• **Source**:

____________________

Excellent interview in Barron's with David Alger...

interactive.wsj.com

Extract:

...

Q: You recently sat down and composed a "Grand Unified Theory" of the market to explain your bullish views.
A: I was trying to figure out a couple of things puzzling everyone. One, why is the economy booming along with no apparent inflation? Two, why is the Fed not reacting to signs that the economy was much stronger than expected? Three, why are market multiples as high as they are? And the corollary, why are interest rates as low as they are? I was so struck by Alan Greenspan saying in his Humphrey-Hawkins testimony that all the economic books had to be thrown out and replaced by new ones that we didn't have yet.

Q: What are the answers?
A: They're fairly straightforward. Back in 1980, Ronald Reagan came along with supply-side economics. Supply-side economics gave individuals and corporations incentives to increase production, and productive capacity, and investment. As a result, you built supply faster than demand, thereby lowering the price structure and ensuring a strong and vigorous economy. George Bush considered it "voodoo economics." We've had a very dramatic series of tax cuts from as high as 90% in the 'Fifties all the way down to a low of 28%. Sure, there's a recent uptick in taxes. But for the average person, taxes are actually lower than at any time in the past. So you've had a strong ramp-up of capital spending. And capital spending on computers is growing in the high teens. If you standardize what a dollar of spending on computers buys now versus five years ago, we've probably grown our computing power by about 100% a year. Our society is drowning in MIPs and megahertz. The effect is a great surge in productivity across the entire spectrum. And that's brought down inflation at a time the economy has been growing quite rapidly. Moreover, the level of actual capacity utilization is almost at its lowest since 1980, excluding the recession years, because of huge capital spending. And that's consistently brought down inflation in the face of a very strong economy.

____________________

• **Supplied material**:
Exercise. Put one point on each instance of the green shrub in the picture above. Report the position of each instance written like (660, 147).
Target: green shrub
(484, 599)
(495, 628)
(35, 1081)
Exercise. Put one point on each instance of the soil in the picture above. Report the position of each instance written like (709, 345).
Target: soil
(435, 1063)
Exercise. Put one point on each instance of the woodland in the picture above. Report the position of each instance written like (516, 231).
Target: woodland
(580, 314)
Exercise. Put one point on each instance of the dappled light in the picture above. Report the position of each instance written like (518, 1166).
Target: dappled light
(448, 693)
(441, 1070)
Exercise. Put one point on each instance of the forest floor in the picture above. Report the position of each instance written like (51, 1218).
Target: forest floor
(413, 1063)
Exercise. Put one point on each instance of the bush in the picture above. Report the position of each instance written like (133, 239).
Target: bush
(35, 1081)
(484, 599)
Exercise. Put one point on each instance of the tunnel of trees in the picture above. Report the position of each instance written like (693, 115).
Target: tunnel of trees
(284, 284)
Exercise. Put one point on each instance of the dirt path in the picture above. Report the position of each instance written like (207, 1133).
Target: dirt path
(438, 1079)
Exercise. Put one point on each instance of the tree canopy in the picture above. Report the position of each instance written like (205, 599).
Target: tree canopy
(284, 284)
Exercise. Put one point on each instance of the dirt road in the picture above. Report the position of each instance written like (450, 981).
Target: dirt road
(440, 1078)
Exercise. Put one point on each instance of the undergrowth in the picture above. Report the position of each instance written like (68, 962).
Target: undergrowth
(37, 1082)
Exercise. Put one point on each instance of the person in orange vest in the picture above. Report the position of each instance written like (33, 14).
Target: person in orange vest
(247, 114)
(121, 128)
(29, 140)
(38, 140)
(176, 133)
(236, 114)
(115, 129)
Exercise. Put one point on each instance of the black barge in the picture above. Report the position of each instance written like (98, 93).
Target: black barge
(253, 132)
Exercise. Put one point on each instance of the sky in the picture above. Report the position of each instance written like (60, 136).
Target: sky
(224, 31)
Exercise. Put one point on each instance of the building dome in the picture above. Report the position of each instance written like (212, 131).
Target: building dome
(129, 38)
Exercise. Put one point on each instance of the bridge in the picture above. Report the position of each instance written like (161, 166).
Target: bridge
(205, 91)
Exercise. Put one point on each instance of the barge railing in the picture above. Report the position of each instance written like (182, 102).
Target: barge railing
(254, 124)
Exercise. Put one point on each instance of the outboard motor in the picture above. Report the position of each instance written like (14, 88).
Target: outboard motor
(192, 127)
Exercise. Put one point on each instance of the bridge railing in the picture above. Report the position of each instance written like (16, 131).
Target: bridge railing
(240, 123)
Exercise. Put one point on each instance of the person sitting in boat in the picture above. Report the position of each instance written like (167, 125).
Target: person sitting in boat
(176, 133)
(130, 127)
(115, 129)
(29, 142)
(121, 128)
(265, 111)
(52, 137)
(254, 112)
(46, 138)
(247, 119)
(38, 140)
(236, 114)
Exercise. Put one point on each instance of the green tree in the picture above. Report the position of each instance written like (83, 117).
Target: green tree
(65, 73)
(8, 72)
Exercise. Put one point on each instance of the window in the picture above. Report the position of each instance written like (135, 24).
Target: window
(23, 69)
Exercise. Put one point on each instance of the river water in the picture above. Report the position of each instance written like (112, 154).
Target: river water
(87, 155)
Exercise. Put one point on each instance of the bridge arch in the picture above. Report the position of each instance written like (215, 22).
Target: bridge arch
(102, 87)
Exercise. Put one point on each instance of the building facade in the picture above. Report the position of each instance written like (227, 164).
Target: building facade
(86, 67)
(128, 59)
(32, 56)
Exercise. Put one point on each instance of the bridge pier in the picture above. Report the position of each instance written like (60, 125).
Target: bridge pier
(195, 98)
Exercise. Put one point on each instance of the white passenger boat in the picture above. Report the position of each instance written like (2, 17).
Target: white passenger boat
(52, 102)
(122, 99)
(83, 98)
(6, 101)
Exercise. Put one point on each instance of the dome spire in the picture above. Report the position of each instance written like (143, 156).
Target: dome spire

____________________

• **Actions to take**:
**a.** Copy out the passage of the David Alger interview that begins at the words "Excellent interview in" and stops after the words "are the answers?".
**b.** Extend the David Alger interview past its final sentence, carrying on what comes next.

• **Exercise answers**:
**a.**
Excellent interview in Barron's with David Alger...

interactive.wsj.com

Extract:

...

Q: You recently sat down and composed a "Grand Unified Theory" of the market to explain your bullish views.
A: I was trying to figure out a couple of things puzzling everyone. One, why is the economy booming along with no apparent inflation? Two, why is the Fed not reacting to signs that the economy was much stronger than expected? Three, why are market multiples as high as they are? And the corollary, why are interest rates as low as they are? I was so struck by Alan Greenspan saying in his Humphrey-Hawkins testimony that all the economic books had to be thrown out and replaced by new ones that we didn't have yet.

Q: What are the answers?

**b.**
Table: Alger's Picks

Now let's look at the effect of the Internet. It will be dramatic. It will squash inflation entirely out of the system. You'll have a deflation in the goods part of the system within a couple of years. The only reason you'll have nominal inflation at all is because of the service sector. This leads to a drop in interest rates, and extremely high valuations in stocks.